I often think fondly of the late Rabbi Avrohom Abba Freedman, whose Monday night study group I attended in the dining room of the late businessman Marvin Berlin and later at the Yeshiva Beth Yehudah building, both in Southfield.

In 1944, Rabbi Freedman was the first instructor hired to launch the Yeshiva day school. He never left. One night after our study group, Rabbi Freedman told me that I should join a busload of people he periodically took to celebrate Shabbat or a Jewish holiday in Borough Park, a predominantly Orthodox section of Brooklyn, N.Y. Unfortunately, the rabbi died suddenly at age 81 on Feb. 2, 2002, and I never made the journey.

Recently, I was in the metro New York area for a wedding and had the opportunity to explore the city on my own. While in lower Manhattan, I approached a yarmulke-wearing clerk at J&R Music World, which stands in what was once the shadow of the World
Trade Center. He very graciously told me which subway to take to Brooklyn and where to visit.

So, here I was on a Tuesday afternoon on the “D” subway line, headed to Borough Park. Granted, it was not Shabbat or a holiday, but I still hoped to gain a glimpse of what it was like to be a part of the large, vibrant Jewish community.

= Given entries =
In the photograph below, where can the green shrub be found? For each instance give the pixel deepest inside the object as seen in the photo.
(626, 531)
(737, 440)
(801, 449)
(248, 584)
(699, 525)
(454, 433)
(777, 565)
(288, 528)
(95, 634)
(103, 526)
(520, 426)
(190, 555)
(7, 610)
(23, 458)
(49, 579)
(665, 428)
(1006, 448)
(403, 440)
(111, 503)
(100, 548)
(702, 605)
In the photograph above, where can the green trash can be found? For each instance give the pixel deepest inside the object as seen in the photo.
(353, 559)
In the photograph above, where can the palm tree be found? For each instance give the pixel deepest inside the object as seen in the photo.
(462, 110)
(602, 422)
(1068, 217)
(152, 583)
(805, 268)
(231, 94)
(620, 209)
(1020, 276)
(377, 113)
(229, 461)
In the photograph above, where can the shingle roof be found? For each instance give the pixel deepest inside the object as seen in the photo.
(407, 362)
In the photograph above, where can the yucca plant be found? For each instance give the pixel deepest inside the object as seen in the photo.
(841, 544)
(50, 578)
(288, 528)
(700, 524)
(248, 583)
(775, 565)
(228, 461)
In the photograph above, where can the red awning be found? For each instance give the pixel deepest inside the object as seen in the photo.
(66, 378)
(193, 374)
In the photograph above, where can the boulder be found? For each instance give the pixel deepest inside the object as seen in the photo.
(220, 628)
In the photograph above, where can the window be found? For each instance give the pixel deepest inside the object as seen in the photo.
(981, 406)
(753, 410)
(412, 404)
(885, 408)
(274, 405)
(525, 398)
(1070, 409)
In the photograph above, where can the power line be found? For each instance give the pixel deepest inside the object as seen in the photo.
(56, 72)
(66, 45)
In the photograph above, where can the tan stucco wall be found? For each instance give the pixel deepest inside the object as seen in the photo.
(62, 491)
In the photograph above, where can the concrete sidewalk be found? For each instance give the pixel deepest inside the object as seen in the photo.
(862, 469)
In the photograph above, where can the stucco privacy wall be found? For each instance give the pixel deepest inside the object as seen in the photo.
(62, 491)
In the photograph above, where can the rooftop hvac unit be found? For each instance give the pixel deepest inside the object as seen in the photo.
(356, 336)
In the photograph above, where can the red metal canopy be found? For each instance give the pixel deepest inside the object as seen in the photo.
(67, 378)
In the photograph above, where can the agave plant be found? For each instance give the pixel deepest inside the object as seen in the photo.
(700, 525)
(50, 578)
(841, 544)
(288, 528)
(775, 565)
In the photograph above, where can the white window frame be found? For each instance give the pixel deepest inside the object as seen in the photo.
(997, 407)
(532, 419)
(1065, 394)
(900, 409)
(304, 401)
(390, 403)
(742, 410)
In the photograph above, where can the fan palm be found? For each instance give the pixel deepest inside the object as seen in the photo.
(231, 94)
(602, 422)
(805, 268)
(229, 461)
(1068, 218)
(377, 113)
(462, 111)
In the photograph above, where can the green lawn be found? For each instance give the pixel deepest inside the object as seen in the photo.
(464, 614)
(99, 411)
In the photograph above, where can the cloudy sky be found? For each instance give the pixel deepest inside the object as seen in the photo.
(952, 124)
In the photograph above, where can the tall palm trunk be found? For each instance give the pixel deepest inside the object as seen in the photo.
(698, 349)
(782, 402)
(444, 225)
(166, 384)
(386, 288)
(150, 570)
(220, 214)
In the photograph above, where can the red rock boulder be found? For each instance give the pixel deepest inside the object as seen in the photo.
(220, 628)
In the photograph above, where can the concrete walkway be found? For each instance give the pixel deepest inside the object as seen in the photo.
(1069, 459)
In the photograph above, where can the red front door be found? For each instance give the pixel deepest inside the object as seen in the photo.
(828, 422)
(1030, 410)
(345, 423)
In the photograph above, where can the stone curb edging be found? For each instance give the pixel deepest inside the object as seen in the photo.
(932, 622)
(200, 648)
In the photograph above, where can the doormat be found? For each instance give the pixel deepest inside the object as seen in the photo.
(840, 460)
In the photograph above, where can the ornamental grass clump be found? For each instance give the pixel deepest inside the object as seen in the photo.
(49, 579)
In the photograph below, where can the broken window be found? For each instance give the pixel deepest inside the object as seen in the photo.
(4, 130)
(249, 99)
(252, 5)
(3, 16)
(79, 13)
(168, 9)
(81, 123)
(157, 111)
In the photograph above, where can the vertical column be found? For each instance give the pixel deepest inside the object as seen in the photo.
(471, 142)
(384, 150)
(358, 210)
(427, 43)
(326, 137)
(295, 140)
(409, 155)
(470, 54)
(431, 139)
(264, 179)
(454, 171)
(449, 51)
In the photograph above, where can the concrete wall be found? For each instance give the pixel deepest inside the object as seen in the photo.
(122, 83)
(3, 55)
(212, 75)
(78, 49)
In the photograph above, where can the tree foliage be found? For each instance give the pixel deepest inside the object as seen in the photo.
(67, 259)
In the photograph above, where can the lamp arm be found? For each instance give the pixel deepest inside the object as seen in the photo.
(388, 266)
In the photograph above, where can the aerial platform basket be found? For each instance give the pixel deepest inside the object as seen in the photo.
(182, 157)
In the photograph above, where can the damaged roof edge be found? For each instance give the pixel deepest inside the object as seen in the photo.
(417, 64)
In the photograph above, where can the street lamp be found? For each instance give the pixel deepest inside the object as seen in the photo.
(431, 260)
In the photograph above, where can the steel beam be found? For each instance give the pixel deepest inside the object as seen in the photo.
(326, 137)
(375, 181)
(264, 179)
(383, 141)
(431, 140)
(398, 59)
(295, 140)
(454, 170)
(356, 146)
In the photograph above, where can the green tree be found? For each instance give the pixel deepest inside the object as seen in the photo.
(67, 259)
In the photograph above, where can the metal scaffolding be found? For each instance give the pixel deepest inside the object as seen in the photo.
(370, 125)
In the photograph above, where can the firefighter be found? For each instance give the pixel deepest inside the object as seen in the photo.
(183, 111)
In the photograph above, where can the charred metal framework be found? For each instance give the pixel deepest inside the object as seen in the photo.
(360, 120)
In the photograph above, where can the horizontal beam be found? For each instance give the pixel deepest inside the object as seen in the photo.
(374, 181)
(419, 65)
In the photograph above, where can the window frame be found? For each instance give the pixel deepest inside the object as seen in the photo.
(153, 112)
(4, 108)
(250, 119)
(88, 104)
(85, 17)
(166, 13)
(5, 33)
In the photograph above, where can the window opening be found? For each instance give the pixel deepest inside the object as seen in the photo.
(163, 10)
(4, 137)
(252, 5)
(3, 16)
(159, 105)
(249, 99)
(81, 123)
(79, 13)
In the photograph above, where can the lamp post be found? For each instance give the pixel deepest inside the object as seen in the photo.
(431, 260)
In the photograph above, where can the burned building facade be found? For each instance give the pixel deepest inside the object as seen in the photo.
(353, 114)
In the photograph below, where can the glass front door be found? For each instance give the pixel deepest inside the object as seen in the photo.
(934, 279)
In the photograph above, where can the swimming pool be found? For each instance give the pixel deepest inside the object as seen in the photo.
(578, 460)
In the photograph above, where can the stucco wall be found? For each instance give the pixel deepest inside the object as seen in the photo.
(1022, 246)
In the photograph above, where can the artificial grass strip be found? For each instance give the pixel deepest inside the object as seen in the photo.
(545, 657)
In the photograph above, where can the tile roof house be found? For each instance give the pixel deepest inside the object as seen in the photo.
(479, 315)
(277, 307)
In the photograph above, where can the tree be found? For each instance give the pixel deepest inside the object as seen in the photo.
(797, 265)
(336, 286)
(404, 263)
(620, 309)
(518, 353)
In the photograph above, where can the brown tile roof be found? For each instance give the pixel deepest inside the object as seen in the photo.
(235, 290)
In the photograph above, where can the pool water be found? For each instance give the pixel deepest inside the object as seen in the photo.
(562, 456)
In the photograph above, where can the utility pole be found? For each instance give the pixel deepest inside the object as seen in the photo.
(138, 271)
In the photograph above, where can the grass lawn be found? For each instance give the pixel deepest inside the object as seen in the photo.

= Exercise directions =
Extend the piece about the trip to Borough Park, picking up right after its last sentence. The data is not needed for this.

= Output of the task =
At 50th Street and 12th Avenue, I exited the subway car that had since morphed into an elevated train. I was immediately
lured by a kosher market, a kosher bakery and a kosher candy store. I took a moment to consume something sweet at each venue.
I then walked a block east toward the primary commercial district, passing small yeshivot along the way. Once on 13th Avenue,
I encountered blocks of Jewish businesses – additional kosher markets, bakeries and candy stores along with restaurants, bookstores, music shops and a hotel.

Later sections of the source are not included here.